Dataset entries:
□ □ □ □ □
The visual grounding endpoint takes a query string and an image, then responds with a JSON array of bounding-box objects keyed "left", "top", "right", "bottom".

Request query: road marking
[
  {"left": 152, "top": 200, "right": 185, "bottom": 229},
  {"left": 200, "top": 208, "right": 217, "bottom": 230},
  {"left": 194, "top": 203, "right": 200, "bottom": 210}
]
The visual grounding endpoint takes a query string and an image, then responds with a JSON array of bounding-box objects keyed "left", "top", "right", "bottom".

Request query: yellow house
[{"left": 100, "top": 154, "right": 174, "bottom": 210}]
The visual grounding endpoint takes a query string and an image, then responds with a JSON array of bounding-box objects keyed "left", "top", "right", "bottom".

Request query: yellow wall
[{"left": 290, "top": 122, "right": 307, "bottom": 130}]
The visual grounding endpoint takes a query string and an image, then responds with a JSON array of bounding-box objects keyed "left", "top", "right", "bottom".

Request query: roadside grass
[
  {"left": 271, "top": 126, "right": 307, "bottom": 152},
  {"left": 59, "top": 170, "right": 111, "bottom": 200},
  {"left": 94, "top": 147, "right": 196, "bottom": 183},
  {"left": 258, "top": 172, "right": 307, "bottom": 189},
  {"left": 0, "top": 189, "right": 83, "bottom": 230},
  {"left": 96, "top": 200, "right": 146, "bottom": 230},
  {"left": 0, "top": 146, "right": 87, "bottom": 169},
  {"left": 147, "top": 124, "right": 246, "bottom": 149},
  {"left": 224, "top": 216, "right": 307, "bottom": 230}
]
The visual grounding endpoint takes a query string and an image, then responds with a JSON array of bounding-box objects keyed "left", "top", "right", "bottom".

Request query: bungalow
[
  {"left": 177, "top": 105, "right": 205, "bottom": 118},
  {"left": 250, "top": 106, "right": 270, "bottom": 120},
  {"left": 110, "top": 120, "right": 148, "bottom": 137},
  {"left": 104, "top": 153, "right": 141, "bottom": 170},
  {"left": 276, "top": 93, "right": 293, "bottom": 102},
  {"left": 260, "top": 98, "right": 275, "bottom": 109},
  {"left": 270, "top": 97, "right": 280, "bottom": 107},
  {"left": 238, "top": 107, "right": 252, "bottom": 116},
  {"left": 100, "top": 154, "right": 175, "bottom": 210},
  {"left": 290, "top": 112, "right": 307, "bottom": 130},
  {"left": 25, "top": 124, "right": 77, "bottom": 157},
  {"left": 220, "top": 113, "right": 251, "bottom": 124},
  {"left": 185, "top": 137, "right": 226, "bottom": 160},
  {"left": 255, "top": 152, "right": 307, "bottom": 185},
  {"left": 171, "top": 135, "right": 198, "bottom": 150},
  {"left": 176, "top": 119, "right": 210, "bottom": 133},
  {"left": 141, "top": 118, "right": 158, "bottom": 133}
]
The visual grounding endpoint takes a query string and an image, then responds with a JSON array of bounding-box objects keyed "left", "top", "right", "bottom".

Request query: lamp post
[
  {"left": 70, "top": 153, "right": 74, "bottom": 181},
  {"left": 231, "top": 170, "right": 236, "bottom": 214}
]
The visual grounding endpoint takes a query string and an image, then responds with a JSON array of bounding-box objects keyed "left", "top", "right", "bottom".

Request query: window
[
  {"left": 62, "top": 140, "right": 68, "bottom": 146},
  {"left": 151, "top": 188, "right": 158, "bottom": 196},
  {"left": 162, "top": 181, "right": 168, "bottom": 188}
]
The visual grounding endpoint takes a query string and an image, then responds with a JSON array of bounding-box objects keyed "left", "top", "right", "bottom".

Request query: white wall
□ □ □ □ □
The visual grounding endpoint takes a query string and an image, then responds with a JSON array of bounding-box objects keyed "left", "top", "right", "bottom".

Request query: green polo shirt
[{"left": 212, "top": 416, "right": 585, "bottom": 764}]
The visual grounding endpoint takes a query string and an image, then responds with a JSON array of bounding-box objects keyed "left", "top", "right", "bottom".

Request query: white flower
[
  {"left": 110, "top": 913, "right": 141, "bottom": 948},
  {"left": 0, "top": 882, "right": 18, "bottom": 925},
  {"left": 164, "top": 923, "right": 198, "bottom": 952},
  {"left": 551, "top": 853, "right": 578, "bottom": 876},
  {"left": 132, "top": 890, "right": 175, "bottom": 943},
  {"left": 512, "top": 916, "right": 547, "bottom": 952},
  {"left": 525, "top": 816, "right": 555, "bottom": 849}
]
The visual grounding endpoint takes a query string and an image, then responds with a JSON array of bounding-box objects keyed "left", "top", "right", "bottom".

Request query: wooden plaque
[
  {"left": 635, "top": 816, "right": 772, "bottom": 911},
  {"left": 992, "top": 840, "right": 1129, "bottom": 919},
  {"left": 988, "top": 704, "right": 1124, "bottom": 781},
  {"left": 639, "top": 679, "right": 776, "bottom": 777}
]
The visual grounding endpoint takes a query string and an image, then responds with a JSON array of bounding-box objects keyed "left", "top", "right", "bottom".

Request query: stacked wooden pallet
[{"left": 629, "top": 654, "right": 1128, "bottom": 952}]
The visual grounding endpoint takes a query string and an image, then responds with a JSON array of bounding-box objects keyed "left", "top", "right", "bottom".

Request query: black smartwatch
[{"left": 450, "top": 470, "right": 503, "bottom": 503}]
□ □ □ □ □
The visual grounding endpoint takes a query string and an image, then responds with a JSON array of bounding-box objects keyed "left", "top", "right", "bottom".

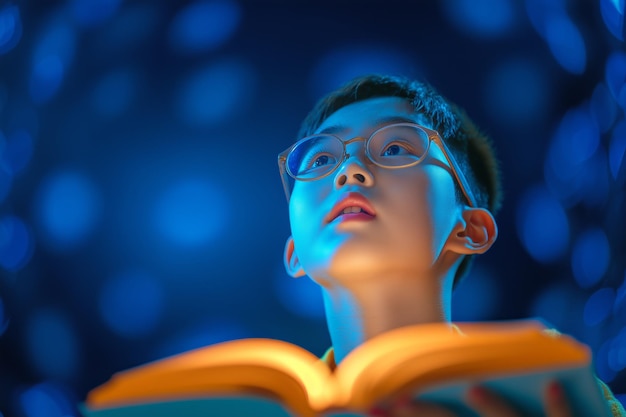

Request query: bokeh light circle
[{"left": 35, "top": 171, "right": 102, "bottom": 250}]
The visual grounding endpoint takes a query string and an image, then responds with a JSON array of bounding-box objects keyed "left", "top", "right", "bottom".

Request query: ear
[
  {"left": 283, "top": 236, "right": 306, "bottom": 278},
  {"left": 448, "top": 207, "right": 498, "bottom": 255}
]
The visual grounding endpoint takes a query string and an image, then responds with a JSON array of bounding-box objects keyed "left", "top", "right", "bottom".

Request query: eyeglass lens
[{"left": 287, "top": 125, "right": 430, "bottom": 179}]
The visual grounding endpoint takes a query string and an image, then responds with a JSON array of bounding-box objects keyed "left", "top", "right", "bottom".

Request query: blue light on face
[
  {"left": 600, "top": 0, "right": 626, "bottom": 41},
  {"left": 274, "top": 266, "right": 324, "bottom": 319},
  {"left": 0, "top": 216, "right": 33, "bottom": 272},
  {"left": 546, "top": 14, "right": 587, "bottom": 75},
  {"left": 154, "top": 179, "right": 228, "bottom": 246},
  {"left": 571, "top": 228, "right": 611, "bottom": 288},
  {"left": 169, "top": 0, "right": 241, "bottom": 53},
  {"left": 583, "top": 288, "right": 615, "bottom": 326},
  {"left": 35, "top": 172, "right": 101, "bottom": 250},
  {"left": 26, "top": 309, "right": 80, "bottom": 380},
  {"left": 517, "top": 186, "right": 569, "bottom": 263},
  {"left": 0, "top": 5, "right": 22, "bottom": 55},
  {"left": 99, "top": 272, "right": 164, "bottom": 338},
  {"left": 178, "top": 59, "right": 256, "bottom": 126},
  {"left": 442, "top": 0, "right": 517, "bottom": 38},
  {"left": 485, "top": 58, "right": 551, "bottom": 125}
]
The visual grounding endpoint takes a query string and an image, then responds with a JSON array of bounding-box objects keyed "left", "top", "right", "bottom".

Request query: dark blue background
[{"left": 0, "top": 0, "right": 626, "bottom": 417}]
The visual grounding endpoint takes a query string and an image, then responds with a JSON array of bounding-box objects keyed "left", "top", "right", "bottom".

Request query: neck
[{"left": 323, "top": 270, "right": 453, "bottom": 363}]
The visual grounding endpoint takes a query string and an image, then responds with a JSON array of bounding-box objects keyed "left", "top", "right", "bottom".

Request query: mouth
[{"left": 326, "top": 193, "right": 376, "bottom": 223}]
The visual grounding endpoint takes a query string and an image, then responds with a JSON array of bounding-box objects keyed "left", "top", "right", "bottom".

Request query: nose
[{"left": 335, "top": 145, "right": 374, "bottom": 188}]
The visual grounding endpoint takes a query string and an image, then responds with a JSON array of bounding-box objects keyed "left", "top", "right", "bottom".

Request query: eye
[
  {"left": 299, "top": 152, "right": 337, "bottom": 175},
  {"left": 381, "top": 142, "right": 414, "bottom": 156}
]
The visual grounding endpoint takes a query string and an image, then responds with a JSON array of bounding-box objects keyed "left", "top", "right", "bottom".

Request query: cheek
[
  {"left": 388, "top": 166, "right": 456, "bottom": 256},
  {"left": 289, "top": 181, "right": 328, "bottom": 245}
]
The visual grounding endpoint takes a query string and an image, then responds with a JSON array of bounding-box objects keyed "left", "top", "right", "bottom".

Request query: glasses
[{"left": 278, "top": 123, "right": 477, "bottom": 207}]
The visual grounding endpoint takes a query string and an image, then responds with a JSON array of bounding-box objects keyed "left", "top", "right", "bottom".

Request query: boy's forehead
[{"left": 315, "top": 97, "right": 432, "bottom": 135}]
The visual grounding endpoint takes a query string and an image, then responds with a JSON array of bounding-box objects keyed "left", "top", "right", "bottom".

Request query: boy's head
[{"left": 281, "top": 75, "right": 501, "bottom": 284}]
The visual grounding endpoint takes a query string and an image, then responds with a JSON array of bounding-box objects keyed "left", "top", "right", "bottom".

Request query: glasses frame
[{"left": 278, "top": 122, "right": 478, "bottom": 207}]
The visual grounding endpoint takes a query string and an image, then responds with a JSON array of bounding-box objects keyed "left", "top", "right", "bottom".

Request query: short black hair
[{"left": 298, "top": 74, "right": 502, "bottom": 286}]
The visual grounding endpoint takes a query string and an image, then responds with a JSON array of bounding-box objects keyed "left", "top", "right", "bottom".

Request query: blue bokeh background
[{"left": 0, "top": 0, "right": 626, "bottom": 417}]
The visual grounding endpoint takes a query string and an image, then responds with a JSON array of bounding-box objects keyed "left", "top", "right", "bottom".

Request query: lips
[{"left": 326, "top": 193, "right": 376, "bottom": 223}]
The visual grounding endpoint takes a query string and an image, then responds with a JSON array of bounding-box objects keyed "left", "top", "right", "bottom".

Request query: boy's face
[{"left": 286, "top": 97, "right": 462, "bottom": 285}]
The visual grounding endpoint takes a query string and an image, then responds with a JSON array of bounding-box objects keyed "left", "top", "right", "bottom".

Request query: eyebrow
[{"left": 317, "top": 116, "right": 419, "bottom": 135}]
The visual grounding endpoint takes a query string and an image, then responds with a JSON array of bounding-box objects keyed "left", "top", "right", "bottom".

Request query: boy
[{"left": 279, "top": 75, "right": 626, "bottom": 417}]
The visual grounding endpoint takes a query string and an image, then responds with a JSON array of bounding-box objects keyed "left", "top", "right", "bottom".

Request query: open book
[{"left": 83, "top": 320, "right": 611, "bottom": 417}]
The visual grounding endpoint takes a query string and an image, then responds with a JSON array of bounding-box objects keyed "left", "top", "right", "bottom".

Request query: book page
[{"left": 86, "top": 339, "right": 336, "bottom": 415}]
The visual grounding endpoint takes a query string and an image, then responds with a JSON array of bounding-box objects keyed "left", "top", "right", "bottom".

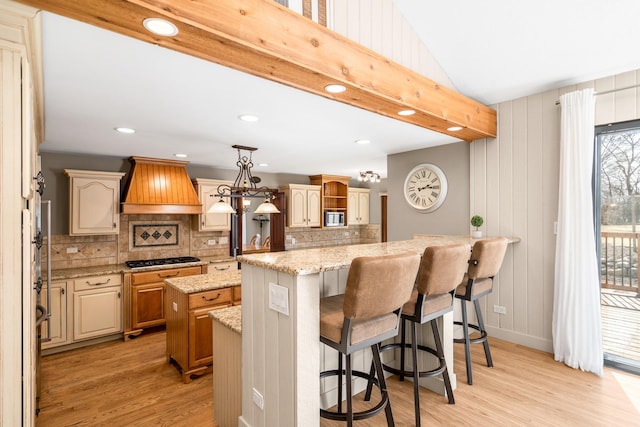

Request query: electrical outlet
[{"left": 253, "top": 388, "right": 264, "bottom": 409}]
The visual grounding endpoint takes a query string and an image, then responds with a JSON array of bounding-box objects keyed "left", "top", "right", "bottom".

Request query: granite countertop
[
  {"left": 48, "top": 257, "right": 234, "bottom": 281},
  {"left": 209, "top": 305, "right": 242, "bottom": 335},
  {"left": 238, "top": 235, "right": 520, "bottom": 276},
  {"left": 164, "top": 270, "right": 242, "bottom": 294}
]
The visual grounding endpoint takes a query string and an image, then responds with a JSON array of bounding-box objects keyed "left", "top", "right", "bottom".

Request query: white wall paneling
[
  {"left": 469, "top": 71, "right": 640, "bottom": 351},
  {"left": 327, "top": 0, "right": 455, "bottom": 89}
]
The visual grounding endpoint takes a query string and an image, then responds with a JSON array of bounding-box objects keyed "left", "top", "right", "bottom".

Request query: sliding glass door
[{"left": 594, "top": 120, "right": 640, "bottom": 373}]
□ □ □ □ □
Written problem: Return every line from the items above that contains the word "white". Case matters.

Final result:
Request query: white wall
Request query: white flower
Request query: white wall paneling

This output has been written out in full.